DATA TO PROCESS
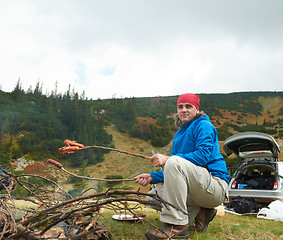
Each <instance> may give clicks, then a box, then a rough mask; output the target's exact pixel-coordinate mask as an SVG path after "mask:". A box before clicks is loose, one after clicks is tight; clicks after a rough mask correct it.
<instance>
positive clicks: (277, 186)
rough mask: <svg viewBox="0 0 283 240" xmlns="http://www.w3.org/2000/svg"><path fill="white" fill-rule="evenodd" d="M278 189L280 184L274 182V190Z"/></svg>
mask: <svg viewBox="0 0 283 240" xmlns="http://www.w3.org/2000/svg"><path fill="white" fill-rule="evenodd" d="M277 188H278V182H277V181H275V182H274V185H273V190H276V189H277Z"/></svg>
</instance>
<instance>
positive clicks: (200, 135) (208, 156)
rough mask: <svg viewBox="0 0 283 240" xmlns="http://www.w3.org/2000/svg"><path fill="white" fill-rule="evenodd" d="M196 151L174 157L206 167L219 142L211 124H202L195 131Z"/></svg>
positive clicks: (194, 135)
mask: <svg viewBox="0 0 283 240" xmlns="http://www.w3.org/2000/svg"><path fill="white" fill-rule="evenodd" d="M193 135H194V139H195V150H194V151H192V152H189V153H185V154H183V153H177V154H174V151H172V154H173V155H176V156H179V157H182V158H184V159H187V160H189V161H190V162H192V163H194V164H195V165H197V166H203V167H204V166H206V165H207V162H208V161H209V159H210V158H211V155H212V152H213V146H214V144H215V141H217V132H216V129H215V128H214V127H213V125H211V123H209V122H204V121H203V122H202V124H199V125H198V126H197V127H196V128H195V129H194V133H193Z"/></svg>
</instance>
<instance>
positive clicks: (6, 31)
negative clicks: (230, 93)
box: [0, 0, 283, 99]
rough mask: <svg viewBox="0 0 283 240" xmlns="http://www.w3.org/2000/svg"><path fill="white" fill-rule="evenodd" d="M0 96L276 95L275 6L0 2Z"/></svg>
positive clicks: (272, 2)
mask: <svg viewBox="0 0 283 240" xmlns="http://www.w3.org/2000/svg"><path fill="white" fill-rule="evenodd" d="M0 4H1V5H0V6H1V7H0V34H1V35H0V89H1V90H3V91H6V92H10V91H12V90H13V89H14V88H15V86H16V83H17V81H18V80H19V79H20V81H21V83H22V88H23V89H24V90H25V91H27V90H28V89H29V88H30V87H32V89H34V88H35V86H36V83H37V82H40V83H41V84H42V88H43V92H44V93H50V92H51V91H53V90H55V85H56V82H57V88H58V92H62V93H64V92H66V91H67V89H68V86H69V85H70V86H71V89H74V90H75V91H76V92H78V93H80V94H82V93H83V91H84V92H85V96H86V97H87V98H88V99H97V98H102V99H104V98H111V97H149V96H173V95H178V94H181V93H185V92H194V93H230V92H239V91H282V90H283V79H282V78H283V66H282V65H283V1H282V0H269V1H268V0H233V1H232V0H10V1H7V0H0Z"/></svg>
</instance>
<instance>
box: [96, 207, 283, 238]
mask: <svg viewBox="0 0 283 240" xmlns="http://www.w3.org/2000/svg"><path fill="white" fill-rule="evenodd" d="M137 213H145V214H147V216H146V217H145V218H144V221H117V220H114V219H112V215H114V214H119V213H115V212H114V211H110V210H106V211H105V212H104V214H103V217H102V218H101V219H100V224H103V225H104V226H105V227H106V228H107V229H108V231H109V232H110V233H111V235H112V236H113V238H114V239H115V240H116V239H117V240H143V239H146V237H145V236H144V233H145V231H146V230H147V229H152V228H154V227H153V226H151V225H150V224H149V222H150V223H151V224H153V225H155V226H161V225H162V222H160V221H159V213H158V212H156V211H154V210H152V209H150V208H147V209H146V210H142V211H137ZM126 214H129V213H126ZM190 238H191V239H198V240H205V239H207V240H211V239H215V240H216V239H217V240H218V239H230V240H238V239H272V240H273V239H274V240H275V239H276V240H277V239H283V222H279V221H271V220H265V219H258V218H256V217H255V216H237V215H233V214H228V213H226V214H225V215H224V216H218V215H217V216H216V217H215V218H214V220H213V221H212V222H211V223H210V224H209V227H208V229H207V231H206V232H205V233H191V234H190Z"/></svg>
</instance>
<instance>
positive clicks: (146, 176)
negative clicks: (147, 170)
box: [134, 173, 153, 187]
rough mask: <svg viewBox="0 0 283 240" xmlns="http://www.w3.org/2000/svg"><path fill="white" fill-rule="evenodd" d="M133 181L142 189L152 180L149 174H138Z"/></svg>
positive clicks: (147, 184)
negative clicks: (137, 183)
mask: <svg viewBox="0 0 283 240" xmlns="http://www.w3.org/2000/svg"><path fill="white" fill-rule="evenodd" d="M134 179H135V183H138V184H140V185H141V186H143V187H145V186H147V185H148V184H150V183H151V182H152V181H153V178H152V176H151V175H150V174H149V173H143V174H140V175H138V176H136V177H134Z"/></svg>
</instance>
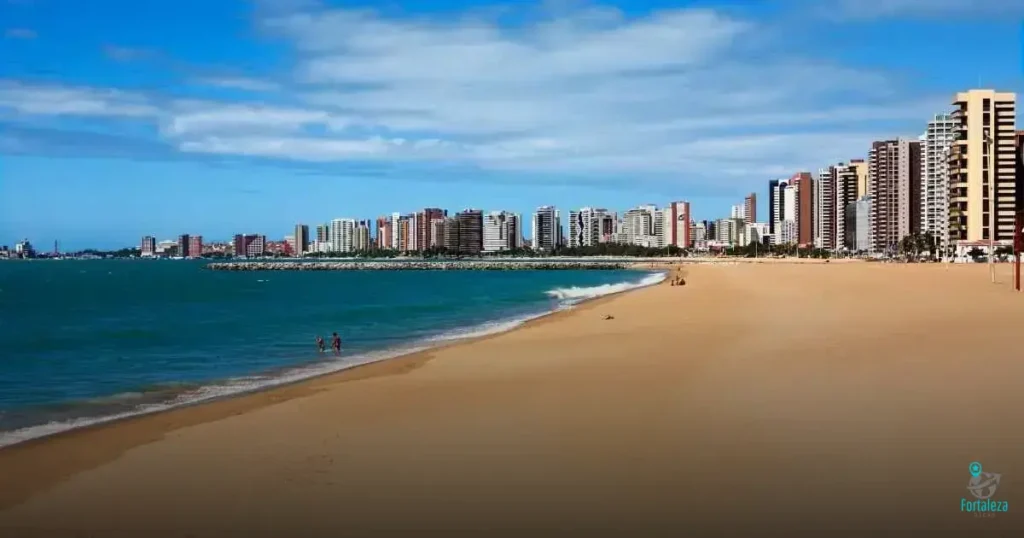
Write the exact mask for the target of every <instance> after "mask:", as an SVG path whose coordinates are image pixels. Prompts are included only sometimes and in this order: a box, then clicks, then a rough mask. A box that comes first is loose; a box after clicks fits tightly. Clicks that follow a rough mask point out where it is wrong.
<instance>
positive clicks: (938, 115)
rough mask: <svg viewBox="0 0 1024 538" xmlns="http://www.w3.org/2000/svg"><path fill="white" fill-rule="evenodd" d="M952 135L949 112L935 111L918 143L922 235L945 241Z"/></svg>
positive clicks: (942, 243) (947, 204)
mask: <svg viewBox="0 0 1024 538" xmlns="http://www.w3.org/2000/svg"><path fill="white" fill-rule="evenodd" d="M955 135H956V121H955V120H954V119H953V117H952V116H951V115H948V114H936V115H935V116H934V117H933V118H932V120H931V121H930V122H928V127H927V128H926V129H925V132H924V133H923V134H922V135H921V136H920V137H919V141H920V142H921V225H920V230H921V233H922V234H928V235H930V236H932V237H934V238H937V239H938V243H939V244H945V242H946V239H947V238H948V237H949V181H948V180H947V174H946V169H947V163H948V161H949V147H950V146H951V144H952V142H953V138H954V136H955Z"/></svg>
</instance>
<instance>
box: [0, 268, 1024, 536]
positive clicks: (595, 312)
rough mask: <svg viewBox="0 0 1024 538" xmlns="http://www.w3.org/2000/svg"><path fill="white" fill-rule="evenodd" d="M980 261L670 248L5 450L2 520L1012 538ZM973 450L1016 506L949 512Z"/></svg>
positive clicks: (13, 529) (1005, 372)
mask: <svg viewBox="0 0 1024 538" xmlns="http://www.w3.org/2000/svg"><path fill="white" fill-rule="evenodd" d="M998 270H999V279H1000V281H1001V282H1000V284H998V285H992V284H990V283H989V282H988V275H987V267H986V266H985V265H984V264H976V265H954V266H951V267H948V268H946V267H943V266H942V265H941V264H930V265H912V264H911V265H902V264H881V263H828V264H824V263H799V264H798V263H763V264H751V263H739V264H722V265H713V264H699V265H687V266H686V267H685V270H684V271H685V273H686V275H685V280H686V285H685V286H669V284H668V282H666V283H665V284H663V285H659V286H655V287H651V288H646V289H642V290H637V291H634V292H630V293H626V294H622V295H616V296H613V297H609V298H606V299H601V300H597V301H592V302H590V303H587V304H585V305H583V306H581V307H579V308H577V309H573V311H570V312H567V313H561V314H558V315H555V316H551V317H548V318H545V319H542V320H539V321H537V322H534V323H530V324H527V325H526V326H524V327H523V328H521V329H518V330H515V331H512V332H509V333H505V334H501V335H495V336H490V337H486V338H482V339H479V340H473V341H469V342H465V343H459V344H455V345H451V346H447V347H444V348H440V349H435V350H431V351H429V353H423V354H417V355H414V356H409V357H406V358H400V359H396V360H392V361H388V362H384V363H379V364H375V365H371V366H366V367H360V368H357V369H354V370H351V371H348V372H343V373H340V374H336V375H332V376H327V377H323V378H318V379H314V380H311V381H308V382H303V383H298V384H295V385H291V386H287V387H282V388H278V389H273V390H268V391H265V392H260V394H255V395H249V396H246V397H242V398H237V399H232V400H226V401H222V402H215V403H212V404H208V405H201V406H196V407H191V408H185V409H179V410H176V411H172V412H168V413H163V414H159V415H154V416H145V417H139V418H135V419H130V420H125V421H122V422H118V423H114V424H108V425H100V426H96V427H92V428H88V429H83V430H78V431H73V432H70V433H66V434H60V436H55V437H52V438H48V439H43V440H39V441H36V442H31V443H27V444H23V445H17V446H14V447H10V448H7V449H3V450H0V484H2V486H3V487H2V488H0V535H2V536H5V537H6V536H19V537H20V536H25V537H35V536H104V537H105V536H116V537H121V536H124V537H128V536H131V537H135V536H147V537H164V536H175V537H177V536H196V537H207V536H260V537H262V536H332V537H334V536H362V535H391V534H407V535H408V534H416V535H437V536H453V535H465V534H473V535H511V536H523V535H581V536H583V535H586V536H596V535H617V536H644V535H652V534H671V535H673V536H681V535H706V534H710V533H712V532H715V533H717V534H720V535H734V534H736V533H746V534H748V535H752V534H759V535H760V534H776V533H777V532H780V531H785V532H787V533H788V534H790V535H807V536H864V535H867V534H871V533H872V531H873V532H874V534H880V535H918V534H919V533H921V532H923V531H927V532H928V535H930V536H966V535H971V536H994V535H999V536H1001V535H1007V534H1008V533H1017V535H1019V533H1020V532H1022V531H1024V428H1022V427H1021V425H1022V423H1024V422H1022V419H1021V418H1020V414H1021V412H1022V410H1024V389H1022V383H1024V351H1022V345H1021V344H1020V343H1016V342H1015V341H1014V340H1013V335H1015V334H1021V326H1022V325H1024V294H1018V293H1015V292H1013V291H1011V290H1010V284H1009V282H1010V266H1009V265H1007V264H1002V265H999V267H998ZM607 316H611V317H613V319H610V320H605V319H604V318H605V317H607ZM975 460H977V461H981V462H982V463H983V465H984V467H985V470H990V471H992V472H999V473H1001V475H1002V477H1001V483H1000V485H999V487H998V489H997V491H996V493H995V495H994V496H993V499H998V500H1006V501H1009V505H1010V511H1009V512H1006V513H998V514H995V516H994V518H977V516H975V515H974V514H971V513H964V512H962V511H961V499H962V498H967V499H968V500H972V499H973V497H972V495H971V493H969V492H968V490H967V488H966V486H967V484H968V480H969V478H970V474H969V471H968V465H969V463H970V462H971V461H975ZM884 531H888V533H885V532H884Z"/></svg>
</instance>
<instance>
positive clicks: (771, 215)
mask: <svg viewBox="0 0 1024 538" xmlns="http://www.w3.org/2000/svg"><path fill="white" fill-rule="evenodd" d="M782 181H785V179H772V180H770V181H768V232H769V233H771V234H773V235H774V234H775V226H776V225H777V224H778V220H779V218H778V215H779V199H778V196H779V194H780V193H781V188H780V187H779V183H781V182H782Z"/></svg>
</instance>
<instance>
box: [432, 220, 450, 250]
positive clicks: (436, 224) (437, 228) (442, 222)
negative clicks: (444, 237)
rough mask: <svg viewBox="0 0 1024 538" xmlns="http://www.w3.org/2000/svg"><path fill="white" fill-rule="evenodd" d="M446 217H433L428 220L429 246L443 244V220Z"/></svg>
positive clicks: (436, 245)
mask: <svg viewBox="0 0 1024 538" xmlns="http://www.w3.org/2000/svg"><path fill="white" fill-rule="evenodd" d="M445 221H447V217H442V218H435V219H433V220H431V221H430V245H429V247H430V248H441V247H443V246H444V222H445Z"/></svg>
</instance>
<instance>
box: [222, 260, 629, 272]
mask: <svg viewBox="0 0 1024 538" xmlns="http://www.w3.org/2000/svg"><path fill="white" fill-rule="evenodd" d="M633 265H634V264H633V263H630V262H623V261H568V260H566V261H226V262H215V263H209V264H207V266H206V267H207V268H209V270H213V271H555V270H577V271H579V270H588V271H614V270H626V268H632V267H633Z"/></svg>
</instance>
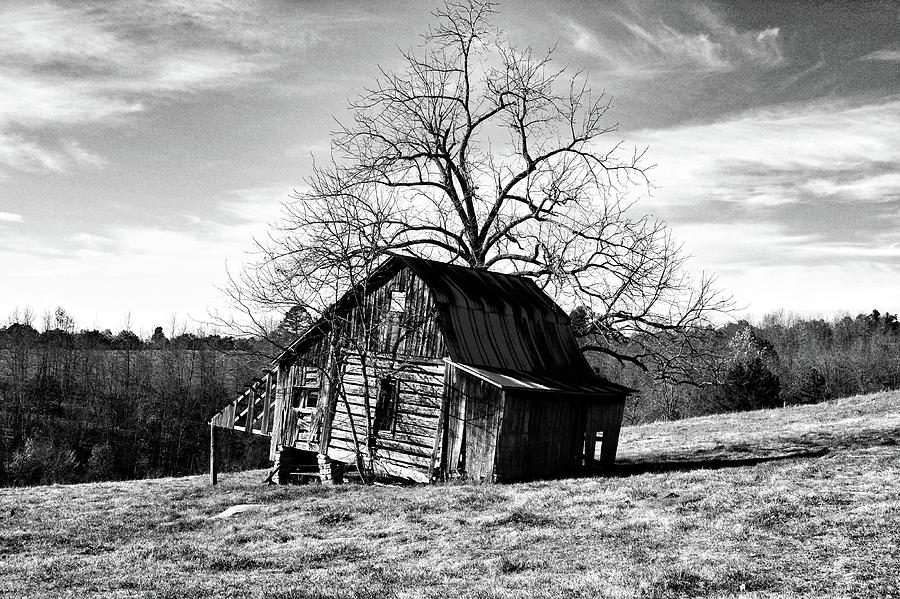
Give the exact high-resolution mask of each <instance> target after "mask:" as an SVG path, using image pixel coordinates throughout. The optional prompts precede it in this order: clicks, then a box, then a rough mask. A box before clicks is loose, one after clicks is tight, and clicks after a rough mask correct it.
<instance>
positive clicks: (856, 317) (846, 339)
mask: <svg viewBox="0 0 900 599" xmlns="http://www.w3.org/2000/svg"><path fill="white" fill-rule="evenodd" d="M704 343H706V344H707V351H706V355H707V356H708V359H707V360H706V361H704V363H702V364H698V365H697V367H698V371H697V372H696V373H695V374H694V377H693V378H694V381H693V383H694V384H677V383H675V382H663V381H659V380H653V379H652V378H651V377H650V376H649V375H648V374H646V373H644V372H642V371H640V370H637V369H635V368H632V367H628V368H626V369H625V372H624V376H622V378H620V380H622V381H623V382H624V383H625V384H629V385H631V386H632V387H634V388H637V389H640V390H641V391H642V392H641V393H640V394H638V395H636V396H634V397H632V398H631V400H630V402H629V405H628V409H627V412H626V421H627V422H629V423H641V422H650V421H654V420H674V419H678V418H686V417H689V416H697V415H703V414H711V413H718V412H729V411H736V410H751V409H758V408H772V407H780V406H783V405H791V404H802V403H816V402H820V401H824V400H826V399H831V398H835V397H846V396H850V395H855V394H860V393H870V392H874V391H882V390H888V389H897V388H900V322H898V320H897V316H896V315H895V314H890V313H884V314H882V313H880V312H879V311H878V310H873V311H872V312H871V313H869V314H859V315H857V316H855V317H854V316H840V317H837V318H834V319H831V320H824V319H821V318H818V319H809V318H801V317H798V316H794V315H790V314H785V313H783V312H777V313H773V314H769V315H767V316H765V317H764V318H763V319H762V320H761V321H760V322H759V323H757V324H755V325H753V324H750V323H748V322H746V321H739V322H737V323H731V324H728V325H726V326H723V327H721V328H719V329H715V330H710V331H708V334H707V335H706V338H705V340H704ZM604 366H605V368H606V369H607V371H608V372H609V370H608V369H609V367H610V364H608V363H605V364H604ZM620 374H621V373H620ZM613 376H615V374H613Z"/></svg>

THE TASK
How many lines in the material contain the string "correct"? Case counts. Reply with the number alone.

COMPLETED EXERCISE
2